**Given passage:**
[BEGIN]

# this is Aero



## Kelsey the hedgehog (Jun 15, 2012)

I was so excited when i saw the photos of the baby hedgies up on my breeders website! You wouldn't believe it :lol: 
I made my pick and i'm already in love, and if i do say so myself. i picked well. 

There were 3 boys to choose from and 2 of them had "quirks" as my breeder put it. One was blind in one eye and the other had a notch in his ear. Yeah, well, i got the one with the notch in his ear. 

His name is Aero. Pronounced like (arrow), he is named after Aerosmith  my dad came up with the name.

i literally fell in love with him the moment i saw him and i emailed her right then and basically said "i want him! can i please have him??!" and guess what. he's all mine.  

You should've seen the smile on my face when i saw "status: pending for Kelsey" under his photos! :lol:

Now what everyone's been waiting for! the photos! <3

Meet Aero.

[attachment=0:1929a2yg]Screen shot 2012-07-15 at 10.24.10 PM.png[/attachment:1929a2yg]
[attachment=1:1929a2yg]Screen shot 2012-07-15 at 10.24.21 PM.png[/attachment:1929a2yg]
My breeder says he is a black eyed Cinnicot. Do you agree?


----------



## Lyndypop (Aug 8, 2011)

Absolutely adorable!


----------



## shetland (Sep 2, 2008)

He is precious! And I love his little question mark ear. Quite distinctive!!!


----------



## bmaditz (Jun 11, 2012)

What a handsome boy!!!


----------



## Kelsey the hedgehog (Jun 15, 2012)

thanks everyone!  i am super excited! and i love him already :roll: 
i get him july 28th so right now i'm sewing, shopping, basically getting ready for his arrival, oh, and looking at his photo over and over again.


----------



## LizardGirl (Aug 25, 2008)

He is so cute, congrats.


----------



## MurE (Aug 29, 2011)

He is so cute! I love him! I think you made the perfect choice. I love his name too


----------



## Kelsey the hedgehog (Jun 15, 2012)

MurE said:


> He is so cute! I love him! I think you made the perfect choice. I love his name too


thanks! it is a very unique name.. isn't it :lol:


----------



## MurE (Aug 29, 2011)

A great name and handsome too! He'll have all the hedgehog ladies swooning!

[END]

**Data records:**
[BEGIN]

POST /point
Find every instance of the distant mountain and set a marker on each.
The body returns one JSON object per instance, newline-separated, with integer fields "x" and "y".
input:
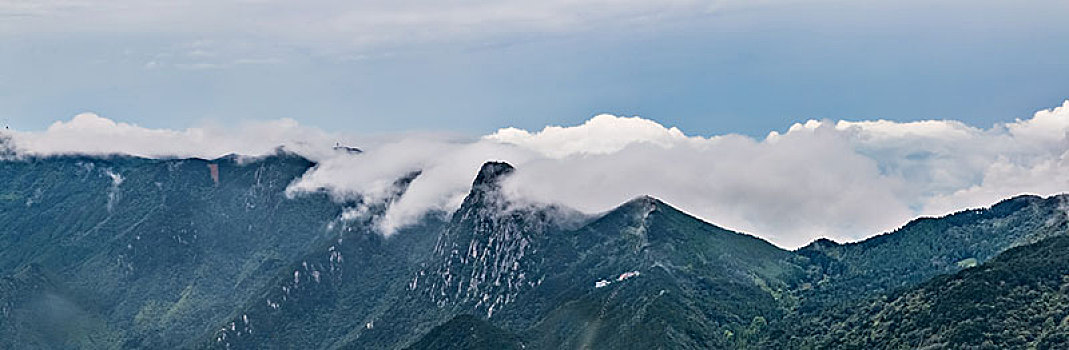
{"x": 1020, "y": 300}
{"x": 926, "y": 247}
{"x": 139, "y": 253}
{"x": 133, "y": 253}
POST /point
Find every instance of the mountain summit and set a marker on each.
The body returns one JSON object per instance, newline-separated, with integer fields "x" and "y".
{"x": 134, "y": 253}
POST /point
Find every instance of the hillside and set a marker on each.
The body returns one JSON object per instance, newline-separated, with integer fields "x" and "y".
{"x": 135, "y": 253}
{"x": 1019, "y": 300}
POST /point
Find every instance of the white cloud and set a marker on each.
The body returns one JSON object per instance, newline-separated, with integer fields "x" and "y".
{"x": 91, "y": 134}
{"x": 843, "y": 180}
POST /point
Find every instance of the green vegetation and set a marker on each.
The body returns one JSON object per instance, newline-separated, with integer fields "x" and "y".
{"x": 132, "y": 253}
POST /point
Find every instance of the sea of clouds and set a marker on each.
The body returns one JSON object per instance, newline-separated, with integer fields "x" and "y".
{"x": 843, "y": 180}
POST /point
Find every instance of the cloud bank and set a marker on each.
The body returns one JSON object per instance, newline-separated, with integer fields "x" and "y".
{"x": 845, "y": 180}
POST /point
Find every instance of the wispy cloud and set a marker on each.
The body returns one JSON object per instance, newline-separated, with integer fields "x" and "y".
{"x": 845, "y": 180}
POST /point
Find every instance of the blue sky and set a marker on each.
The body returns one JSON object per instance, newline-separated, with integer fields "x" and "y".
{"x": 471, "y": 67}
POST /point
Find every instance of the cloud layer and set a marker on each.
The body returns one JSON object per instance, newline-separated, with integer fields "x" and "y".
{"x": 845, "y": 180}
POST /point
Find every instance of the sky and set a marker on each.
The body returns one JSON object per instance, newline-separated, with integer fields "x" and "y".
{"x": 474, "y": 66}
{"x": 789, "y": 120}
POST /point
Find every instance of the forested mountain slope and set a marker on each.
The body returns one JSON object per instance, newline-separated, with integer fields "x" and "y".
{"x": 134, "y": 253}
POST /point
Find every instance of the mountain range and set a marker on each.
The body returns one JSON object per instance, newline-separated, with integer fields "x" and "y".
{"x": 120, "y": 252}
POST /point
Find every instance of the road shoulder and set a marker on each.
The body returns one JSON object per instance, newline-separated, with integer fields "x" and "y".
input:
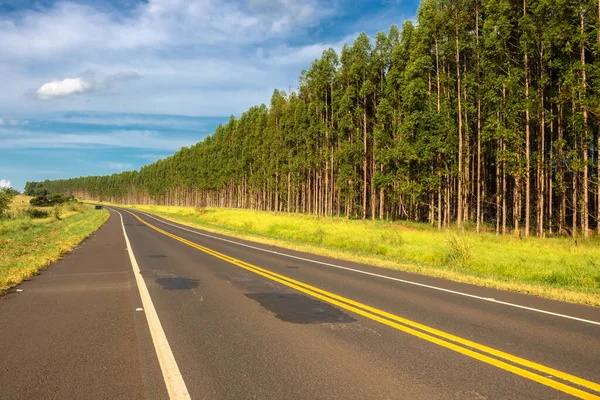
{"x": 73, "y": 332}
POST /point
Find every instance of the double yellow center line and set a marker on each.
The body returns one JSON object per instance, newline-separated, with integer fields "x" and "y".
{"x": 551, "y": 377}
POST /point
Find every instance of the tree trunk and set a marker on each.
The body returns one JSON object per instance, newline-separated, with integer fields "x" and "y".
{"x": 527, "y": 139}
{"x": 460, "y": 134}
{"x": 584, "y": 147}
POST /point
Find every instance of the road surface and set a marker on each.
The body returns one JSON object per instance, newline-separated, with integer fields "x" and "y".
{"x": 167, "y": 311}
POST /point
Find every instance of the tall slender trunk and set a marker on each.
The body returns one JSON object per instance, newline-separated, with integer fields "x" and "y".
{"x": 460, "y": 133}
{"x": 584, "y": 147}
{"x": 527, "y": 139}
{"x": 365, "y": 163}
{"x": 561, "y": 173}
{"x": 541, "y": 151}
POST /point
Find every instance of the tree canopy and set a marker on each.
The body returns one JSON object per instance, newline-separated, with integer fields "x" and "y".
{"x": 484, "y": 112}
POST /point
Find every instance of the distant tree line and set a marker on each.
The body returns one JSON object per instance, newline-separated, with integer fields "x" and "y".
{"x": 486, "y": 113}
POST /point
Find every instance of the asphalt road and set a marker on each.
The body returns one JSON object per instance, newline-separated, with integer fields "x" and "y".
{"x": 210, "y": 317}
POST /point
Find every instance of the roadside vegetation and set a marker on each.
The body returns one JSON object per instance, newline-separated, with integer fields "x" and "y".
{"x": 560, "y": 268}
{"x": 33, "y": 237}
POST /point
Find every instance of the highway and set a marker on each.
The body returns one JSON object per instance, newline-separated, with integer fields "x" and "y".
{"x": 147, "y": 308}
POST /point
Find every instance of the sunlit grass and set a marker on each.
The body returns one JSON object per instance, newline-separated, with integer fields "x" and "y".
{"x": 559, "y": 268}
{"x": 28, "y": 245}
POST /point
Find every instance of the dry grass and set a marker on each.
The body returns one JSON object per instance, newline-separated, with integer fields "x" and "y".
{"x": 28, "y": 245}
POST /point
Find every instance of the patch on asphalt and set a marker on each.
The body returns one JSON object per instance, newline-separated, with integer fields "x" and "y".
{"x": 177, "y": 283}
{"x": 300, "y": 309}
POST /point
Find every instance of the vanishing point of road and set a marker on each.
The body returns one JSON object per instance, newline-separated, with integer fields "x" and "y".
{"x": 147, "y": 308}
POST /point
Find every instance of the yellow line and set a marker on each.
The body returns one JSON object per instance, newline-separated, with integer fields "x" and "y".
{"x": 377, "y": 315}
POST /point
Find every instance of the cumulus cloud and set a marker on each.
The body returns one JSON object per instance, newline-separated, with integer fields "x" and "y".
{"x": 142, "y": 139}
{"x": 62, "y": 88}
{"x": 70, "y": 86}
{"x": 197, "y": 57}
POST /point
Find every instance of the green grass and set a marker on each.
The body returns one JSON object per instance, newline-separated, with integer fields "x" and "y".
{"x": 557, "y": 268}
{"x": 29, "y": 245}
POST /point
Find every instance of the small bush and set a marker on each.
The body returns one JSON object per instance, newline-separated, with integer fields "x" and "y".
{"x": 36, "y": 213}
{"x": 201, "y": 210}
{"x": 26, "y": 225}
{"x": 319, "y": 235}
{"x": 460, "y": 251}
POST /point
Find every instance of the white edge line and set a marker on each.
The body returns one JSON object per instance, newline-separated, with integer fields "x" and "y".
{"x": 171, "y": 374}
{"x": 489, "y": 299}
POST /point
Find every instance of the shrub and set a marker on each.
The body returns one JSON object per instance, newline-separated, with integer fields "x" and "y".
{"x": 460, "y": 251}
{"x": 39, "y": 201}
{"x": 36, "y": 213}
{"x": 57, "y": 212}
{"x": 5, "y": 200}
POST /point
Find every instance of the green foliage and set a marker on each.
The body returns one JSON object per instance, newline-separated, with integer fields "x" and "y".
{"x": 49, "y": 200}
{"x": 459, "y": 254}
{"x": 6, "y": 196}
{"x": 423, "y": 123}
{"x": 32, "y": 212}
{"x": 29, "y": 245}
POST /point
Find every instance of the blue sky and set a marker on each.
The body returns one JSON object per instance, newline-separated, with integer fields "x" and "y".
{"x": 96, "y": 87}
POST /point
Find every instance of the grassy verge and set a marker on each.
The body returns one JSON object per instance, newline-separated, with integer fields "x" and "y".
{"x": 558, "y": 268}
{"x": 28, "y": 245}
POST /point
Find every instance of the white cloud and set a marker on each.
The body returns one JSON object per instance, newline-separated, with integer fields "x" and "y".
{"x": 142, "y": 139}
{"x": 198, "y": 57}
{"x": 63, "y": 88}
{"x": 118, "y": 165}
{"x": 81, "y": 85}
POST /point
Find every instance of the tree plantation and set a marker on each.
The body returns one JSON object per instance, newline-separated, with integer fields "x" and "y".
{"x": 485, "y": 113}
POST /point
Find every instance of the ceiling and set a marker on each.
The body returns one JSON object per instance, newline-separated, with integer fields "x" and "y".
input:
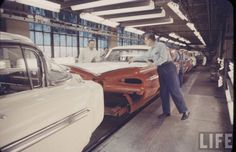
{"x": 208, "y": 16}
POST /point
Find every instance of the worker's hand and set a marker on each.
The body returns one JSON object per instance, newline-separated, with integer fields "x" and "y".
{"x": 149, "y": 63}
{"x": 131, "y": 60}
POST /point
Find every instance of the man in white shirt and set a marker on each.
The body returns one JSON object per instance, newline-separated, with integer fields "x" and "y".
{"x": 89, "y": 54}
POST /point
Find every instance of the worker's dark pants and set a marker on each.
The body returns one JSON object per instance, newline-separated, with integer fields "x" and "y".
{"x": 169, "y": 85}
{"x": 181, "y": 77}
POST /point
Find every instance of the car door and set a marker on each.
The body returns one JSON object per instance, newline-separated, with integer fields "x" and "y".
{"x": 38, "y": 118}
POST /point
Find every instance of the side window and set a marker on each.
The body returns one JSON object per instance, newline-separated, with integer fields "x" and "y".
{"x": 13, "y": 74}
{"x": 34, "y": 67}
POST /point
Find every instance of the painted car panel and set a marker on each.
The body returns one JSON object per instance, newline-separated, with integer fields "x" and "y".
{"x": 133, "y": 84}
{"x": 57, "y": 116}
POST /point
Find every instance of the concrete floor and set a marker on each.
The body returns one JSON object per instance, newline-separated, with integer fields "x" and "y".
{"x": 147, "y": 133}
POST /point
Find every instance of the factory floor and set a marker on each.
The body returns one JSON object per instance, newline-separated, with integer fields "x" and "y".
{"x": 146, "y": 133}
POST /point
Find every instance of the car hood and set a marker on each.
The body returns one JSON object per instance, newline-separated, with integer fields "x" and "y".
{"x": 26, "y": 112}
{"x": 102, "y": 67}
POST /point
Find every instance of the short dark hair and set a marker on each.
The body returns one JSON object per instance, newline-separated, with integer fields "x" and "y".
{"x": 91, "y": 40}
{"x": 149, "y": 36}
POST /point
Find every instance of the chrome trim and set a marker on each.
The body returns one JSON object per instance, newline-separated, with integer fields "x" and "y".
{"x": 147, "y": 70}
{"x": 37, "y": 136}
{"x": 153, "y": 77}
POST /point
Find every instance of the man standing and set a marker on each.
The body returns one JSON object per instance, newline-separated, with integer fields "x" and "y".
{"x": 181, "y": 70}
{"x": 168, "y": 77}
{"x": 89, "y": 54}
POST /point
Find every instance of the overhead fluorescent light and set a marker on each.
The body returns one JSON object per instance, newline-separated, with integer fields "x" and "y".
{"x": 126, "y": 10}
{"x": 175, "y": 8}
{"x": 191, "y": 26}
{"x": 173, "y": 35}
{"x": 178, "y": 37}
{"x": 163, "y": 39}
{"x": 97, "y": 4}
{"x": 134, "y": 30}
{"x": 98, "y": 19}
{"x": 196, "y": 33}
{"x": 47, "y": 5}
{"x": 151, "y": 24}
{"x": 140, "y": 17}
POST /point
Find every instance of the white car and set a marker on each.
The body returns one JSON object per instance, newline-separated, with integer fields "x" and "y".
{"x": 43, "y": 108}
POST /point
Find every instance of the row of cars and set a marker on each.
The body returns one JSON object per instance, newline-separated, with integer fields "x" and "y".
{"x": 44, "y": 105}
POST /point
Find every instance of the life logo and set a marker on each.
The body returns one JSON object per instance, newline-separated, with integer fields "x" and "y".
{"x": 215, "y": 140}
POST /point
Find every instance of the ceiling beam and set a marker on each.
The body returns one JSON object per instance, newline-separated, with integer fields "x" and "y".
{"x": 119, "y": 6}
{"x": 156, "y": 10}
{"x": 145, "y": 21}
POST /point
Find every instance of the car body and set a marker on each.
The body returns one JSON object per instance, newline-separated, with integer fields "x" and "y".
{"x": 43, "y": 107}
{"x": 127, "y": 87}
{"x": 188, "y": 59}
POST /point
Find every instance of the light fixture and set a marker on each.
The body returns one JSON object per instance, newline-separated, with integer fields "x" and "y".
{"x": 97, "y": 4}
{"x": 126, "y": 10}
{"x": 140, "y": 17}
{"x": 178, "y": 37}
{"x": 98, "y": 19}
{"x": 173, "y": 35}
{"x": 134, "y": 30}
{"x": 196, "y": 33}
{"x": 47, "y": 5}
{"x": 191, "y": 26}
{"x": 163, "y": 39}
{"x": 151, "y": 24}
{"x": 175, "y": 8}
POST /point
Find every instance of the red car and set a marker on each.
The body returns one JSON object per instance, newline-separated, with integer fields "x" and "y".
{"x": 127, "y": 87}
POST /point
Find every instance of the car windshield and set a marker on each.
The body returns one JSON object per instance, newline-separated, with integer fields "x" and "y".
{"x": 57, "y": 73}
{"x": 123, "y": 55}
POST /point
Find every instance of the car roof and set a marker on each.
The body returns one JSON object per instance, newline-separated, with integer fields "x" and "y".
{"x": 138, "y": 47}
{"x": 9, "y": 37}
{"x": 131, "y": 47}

[END]

**Work to complete:**
1. Answer these from the Aero thread:
(a) Who came up with the name Aero?
(b) What was the "quirk" of the hedgehog the poster chose?
(c) On what date does the poster get him?
2. In the Aero thread, rewrite the paragraph beginning "There were 3 boys to choose from" as a short bulleted list that keeps its main facts.
3. Carry on the forum thread about Aero the hedgehog, starting after its last post.

**Answers for the exercise:**
1.
(a) The poster's dad came up with the name.
(b) He had a notch in his ear.
(c) July 28th.

2.
- There were three boys to choose from.
- According to the breeder, two of them had "quirks."
- One was blind in one eye, and the other had a notch in his ear.
- The poster got the one with the notch in his ear.

3.
----------



## Kelsey the hedgehog (Jun 15, 2012)

MurE said:


> A great name and handsome too! He'll have all the hedgehog ladies swooning!


 :lol: i know some human ladies that would fall weak kneed over him too! (including me  ) he is just so darn cute. ^.^


----------



## ehanton (Aug 13, 2009)

Adorable! Aero is also the name of a delicious chocolate bar in england...


----------



## Kelsey the hedgehog (Jun 15, 2012)

ehanton said:


> Adorable! Aero is also the name of a delicious chocolate bar in england...


oh really? cool!  maybe i can mention that somewhere in his scrapbook


----------



## ehanton (Aug 13, 2009)

That would be a fun idea! Google aero chocolate bar and you can find some pictures


----------



## AngelaH (Jul 24, 2012)

What a cutie! The notch on his ear just adds to his charm, adorable!


----------



## Kelsey the hedgehog (Jun 15, 2012)

AngelaH said:


> What a cutie! The notch on his ear just adds to his charm, adorable!


i think so too. did i already mention coincidentally both my cats have notches in their ears as well? yep! our youngest boy we got from a shelter and he already had one, but then he got in a fight with our cat we already had, once and now she has one too! so all our pets have notches in their ears... :roll: what are the odds? although that was one of the reasons we thought he was destined to be part of our family.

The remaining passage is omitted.